Emploi des jeunes : un enjeu pour les protagonistes de la présidentielle 2011

A l’approche de chaque consultation électorale importante au Cameroun, les Camerounais se laissent toujours distraire par des débats futiles et querelles anesthésiantes. A qui profite ces diversions peut-on se demander ? Qui a peur du débat sur les sujets qui préoccupent nos compatriotes? Ou des propositions à énoncer après un bilan négatif des uns et les critiques des autres?
L’absence de confiance dans les institutions (Elecam notamment), dans certains partis et dirigeants politiques plaident en faveur de la force des arguments pour convaincre nos compatriotes face au scepticisme d’une part et vaincre l’argument de la force qui pourrait être utilisé d’autre part.
L’emploi des jeunes constitue un des champs mobilisateurs pour ce prochain rendez-vous. Il est désormais temps que les différents acteurs s’y mettent.
Le comice agro-pastoral d’Ebolowa aura bien lieu après plus de 20 ans d’attente. Il étalera sans doute les faiblesses actuelles de notre agriculture financière des premiers attributs de notre Etat indépendant.  Pourra t-il enfin jeter les jalons de l’ultime décollage économique de notre pays malgré les mirages annoncés de l’exploitation de nos ressources minières?
Comme une fusée à plusieurs étages, le développement de nombreux pays industrialisés s’est appuyé sur le premier étage qu’est l’agriculture avant leur industrialisation.  C’est le cas des Etats-Unis et de la France.
L’exploitation de l’or noir a suscité chez nous comme ailleurs, de nombreux espoirs chimériques en termes d’emplois. Il en sera de même demain avec la réalisation des projets structurants qu’entend mettre en œuvre le gouvernement actuel dans le cadre de sa politique dite des « grandes ambitions ».
L’agriculture, l’élevage et la pêche tout comme le tourisme constituent et demeureront encore pendant de nombreuses années dans notre pays, nos principaux gisements d’emploi jusqu’ici inexplorés, malgré les intentions affichées.
Le récent résultat du recensement de la population a mis en exergue une très forte population jeune. Des jeunes peu formés aux métiers dont notre économie a besoin et aura besoin à l’aune des nouvelles perspectives.
Des jeunes qui évoluent par ailleurs dans un environnement où l’ascenseur social a cessé de fonctionner depuis les premiers signes de la crise économique des années 90, où le second élément de notre devise, le travail, n’est plus le gage d’une réussite sociale.
Des pays comme l’Algérie ont pris l’option de fonder leur développement sur « l’industrie industrialisante », à travers des grands projets structurants. Les résultats, 30 ans plus tard, sont mitigés.
Une politique efficace de l’emploi doit faire de la formation des jeunes la rampe de lancement de la politique agricole comme porte d’entrée au développement du pays. Elle doit également s’appuyer sur une politique de croissance forte et régulière.

SECTION DES DONNÉES:
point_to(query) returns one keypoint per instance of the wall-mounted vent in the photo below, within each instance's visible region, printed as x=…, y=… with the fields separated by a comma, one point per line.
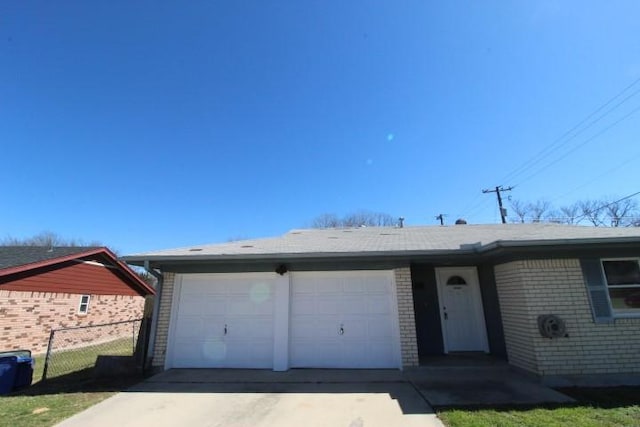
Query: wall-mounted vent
x=552, y=326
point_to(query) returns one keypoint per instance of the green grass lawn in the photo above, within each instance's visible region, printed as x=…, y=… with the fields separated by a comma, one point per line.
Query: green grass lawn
x=47, y=409
x=68, y=361
x=596, y=407
x=69, y=387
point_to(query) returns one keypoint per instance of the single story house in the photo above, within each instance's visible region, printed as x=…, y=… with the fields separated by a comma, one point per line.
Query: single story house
x=561, y=302
x=44, y=288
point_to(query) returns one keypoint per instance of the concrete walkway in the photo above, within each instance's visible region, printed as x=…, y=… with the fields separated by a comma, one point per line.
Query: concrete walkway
x=264, y=398
x=497, y=385
x=311, y=397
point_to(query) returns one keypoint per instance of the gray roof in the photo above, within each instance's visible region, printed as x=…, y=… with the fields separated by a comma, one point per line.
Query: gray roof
x=13, y=256
x=387, y=240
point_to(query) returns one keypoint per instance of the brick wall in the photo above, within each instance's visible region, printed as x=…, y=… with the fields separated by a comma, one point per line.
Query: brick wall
x=164, y=316
x=26, y=318
x=408, y=341
x=529, y=288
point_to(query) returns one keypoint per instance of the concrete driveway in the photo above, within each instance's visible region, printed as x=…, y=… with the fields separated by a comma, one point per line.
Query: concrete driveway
x=264, y=398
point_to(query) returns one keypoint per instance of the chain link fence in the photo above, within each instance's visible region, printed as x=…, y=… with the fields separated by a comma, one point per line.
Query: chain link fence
x=75, y=350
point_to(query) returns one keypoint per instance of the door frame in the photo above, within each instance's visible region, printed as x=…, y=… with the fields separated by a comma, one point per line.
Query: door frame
x=478, y=316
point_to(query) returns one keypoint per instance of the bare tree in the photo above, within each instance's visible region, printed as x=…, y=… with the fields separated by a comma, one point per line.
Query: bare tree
x=326, y=221
x=592, y=211
x=521, y=209
x=356, y=219
x=538, y=210
x=621, y=212
x=570, y=213
x=45, y=239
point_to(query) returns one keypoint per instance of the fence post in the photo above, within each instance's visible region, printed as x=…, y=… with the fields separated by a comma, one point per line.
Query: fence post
x=46, y=358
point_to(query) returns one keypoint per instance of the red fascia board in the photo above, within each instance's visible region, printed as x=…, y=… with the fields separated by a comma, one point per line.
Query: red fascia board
x=135, y=280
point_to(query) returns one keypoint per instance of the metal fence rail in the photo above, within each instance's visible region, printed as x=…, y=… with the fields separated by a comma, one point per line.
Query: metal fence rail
x=74, y=350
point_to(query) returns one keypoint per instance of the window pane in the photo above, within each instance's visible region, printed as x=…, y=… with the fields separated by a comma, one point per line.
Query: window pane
x=622, y=272
x=456, y=280
x=625, y=299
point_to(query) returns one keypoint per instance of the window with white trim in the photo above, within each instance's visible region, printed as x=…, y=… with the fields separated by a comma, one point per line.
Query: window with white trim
x=83, y=307
x=623, y=284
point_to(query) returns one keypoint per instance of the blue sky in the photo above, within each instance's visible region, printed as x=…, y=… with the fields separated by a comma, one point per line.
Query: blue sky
x=148, y=125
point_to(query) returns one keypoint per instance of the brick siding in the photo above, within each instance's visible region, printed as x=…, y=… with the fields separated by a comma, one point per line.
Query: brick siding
x=408, y=341
x=164, y=316
x=529, y=288
x=26, y=318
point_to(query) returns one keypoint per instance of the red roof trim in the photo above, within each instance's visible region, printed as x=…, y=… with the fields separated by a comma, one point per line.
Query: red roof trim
x=135, y=281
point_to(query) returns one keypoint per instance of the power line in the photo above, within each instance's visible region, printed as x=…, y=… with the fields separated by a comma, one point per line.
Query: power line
x=607, y=172
x=544, y=153
x=580, y=218
x=582, y=144
x=503, y=211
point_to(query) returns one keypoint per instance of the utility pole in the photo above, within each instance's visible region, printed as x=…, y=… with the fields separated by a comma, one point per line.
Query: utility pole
x=503, y=211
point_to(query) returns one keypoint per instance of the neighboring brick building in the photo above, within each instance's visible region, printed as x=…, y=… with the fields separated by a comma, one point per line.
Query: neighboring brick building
x=51, y=288
x=560, y=302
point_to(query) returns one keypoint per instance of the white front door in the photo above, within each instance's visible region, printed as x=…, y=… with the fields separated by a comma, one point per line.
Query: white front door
x=223, y=321
x=343, y=320
x=461, y=313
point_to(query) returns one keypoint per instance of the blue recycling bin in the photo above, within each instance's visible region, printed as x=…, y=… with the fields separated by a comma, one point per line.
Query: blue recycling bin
x=24, y=370
x=16, y=370
x=8, y=371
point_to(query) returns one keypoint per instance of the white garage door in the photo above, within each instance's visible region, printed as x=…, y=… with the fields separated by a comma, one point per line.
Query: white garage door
x=223, y=321
x=343, y=320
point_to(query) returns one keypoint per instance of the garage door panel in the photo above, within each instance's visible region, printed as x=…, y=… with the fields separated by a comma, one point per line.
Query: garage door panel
x=355, y=305
x=360, y=303
x=208, y=303
x=380, y=328
x=355, y=328
x=326, y=306
x=379, y=305
x=190, y=327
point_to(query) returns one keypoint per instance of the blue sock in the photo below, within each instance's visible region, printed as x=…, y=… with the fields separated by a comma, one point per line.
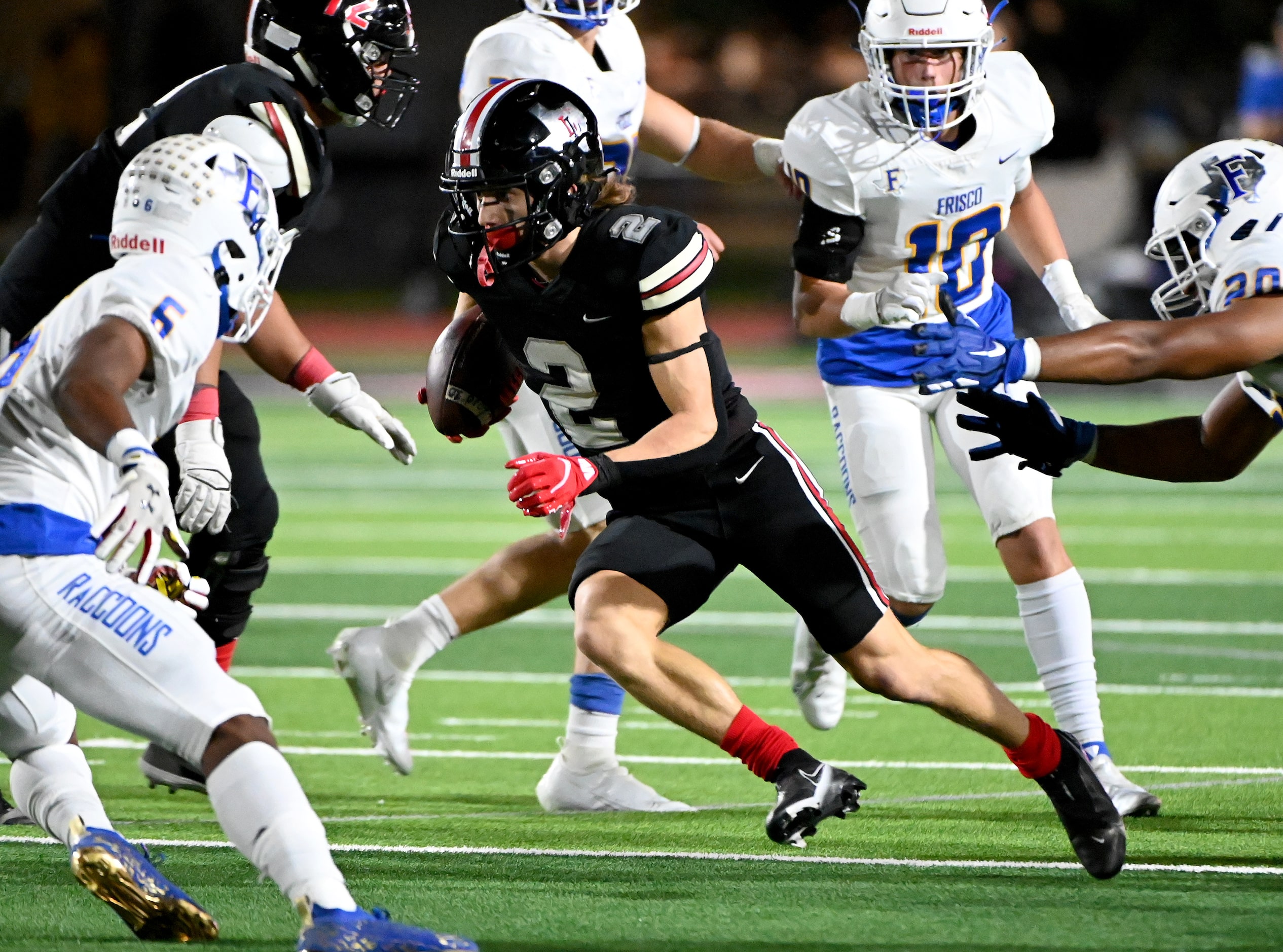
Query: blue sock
x=597, y=693
x=910, y=620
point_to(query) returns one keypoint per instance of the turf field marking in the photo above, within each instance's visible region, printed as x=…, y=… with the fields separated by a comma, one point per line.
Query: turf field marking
x=126, y=745
x=787, y=620
x=715, y=857
x=751, y=682
x=398, y=565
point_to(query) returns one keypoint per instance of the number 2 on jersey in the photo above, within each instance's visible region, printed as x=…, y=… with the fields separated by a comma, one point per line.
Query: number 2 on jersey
x=579, y=395
x=963, y=260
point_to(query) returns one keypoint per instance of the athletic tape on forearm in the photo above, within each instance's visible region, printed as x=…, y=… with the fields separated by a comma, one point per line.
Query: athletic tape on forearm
x=694, y=144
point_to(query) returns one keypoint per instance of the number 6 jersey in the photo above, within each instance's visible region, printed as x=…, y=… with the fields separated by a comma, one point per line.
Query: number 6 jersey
x=923, y=206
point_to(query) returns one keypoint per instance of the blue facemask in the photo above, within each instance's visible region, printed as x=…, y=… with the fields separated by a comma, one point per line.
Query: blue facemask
x=584, y=22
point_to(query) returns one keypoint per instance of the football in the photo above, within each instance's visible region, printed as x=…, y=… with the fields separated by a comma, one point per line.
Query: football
x=472, y=378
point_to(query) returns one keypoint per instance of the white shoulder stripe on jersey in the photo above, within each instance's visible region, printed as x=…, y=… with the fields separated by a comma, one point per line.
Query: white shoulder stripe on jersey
x=683, y=260
x=277, y=119
x=684, y=288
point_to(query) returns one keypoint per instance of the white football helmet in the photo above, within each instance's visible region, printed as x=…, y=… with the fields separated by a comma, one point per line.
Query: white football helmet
x=1213, y=199
x=204, y=197
x=583, y=15
x=927, y=25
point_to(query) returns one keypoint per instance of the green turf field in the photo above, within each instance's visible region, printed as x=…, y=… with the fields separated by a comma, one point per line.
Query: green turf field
x=1187, y=584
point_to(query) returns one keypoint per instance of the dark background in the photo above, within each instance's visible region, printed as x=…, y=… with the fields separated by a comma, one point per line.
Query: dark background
x=1136, y=84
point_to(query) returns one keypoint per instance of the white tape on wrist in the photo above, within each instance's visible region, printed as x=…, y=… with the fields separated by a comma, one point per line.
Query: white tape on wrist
x=1033, y=359
x=860, y=311
x=1061, y=283
x=126, y=446
x=690, y=149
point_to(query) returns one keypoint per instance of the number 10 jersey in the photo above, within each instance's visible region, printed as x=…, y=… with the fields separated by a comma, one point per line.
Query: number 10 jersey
x=926, y=207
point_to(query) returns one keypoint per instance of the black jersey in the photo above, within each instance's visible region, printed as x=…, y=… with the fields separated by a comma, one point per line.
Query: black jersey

CONSIGNE:
Reproduisez fidèlement le passage du texte sur l'emploi des jeunes, de « Le récent résultat » jusqu'à « des nouvelles perspectives. ».

SOLUTION:
Le récent résultat du recensement de la population a mis en exergue une très forte population jeune. Des jeunes peu formés aux métiers dont notre économie a besoin et aura besoin à l’aune des nouvelles perspectives.